WHAT YOU SHOULD DO:
Give the data back exactly as it stands.
BEGIN
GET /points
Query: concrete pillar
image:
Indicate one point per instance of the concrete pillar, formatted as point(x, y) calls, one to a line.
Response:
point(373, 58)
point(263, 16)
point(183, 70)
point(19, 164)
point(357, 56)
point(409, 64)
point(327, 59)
END
SOLUTION TO THE PROBLEM:
GET /points
Query: concrete pillar
image:
Indicate one point per instance of the concrete pillar, formatted as point(x, y) calls, one to a line.
Response:
point(373, 58)
point(263, 16)
point(183, 70)
point(19, 164)
point(357, 56)
point(409, 64)
point(327, 59)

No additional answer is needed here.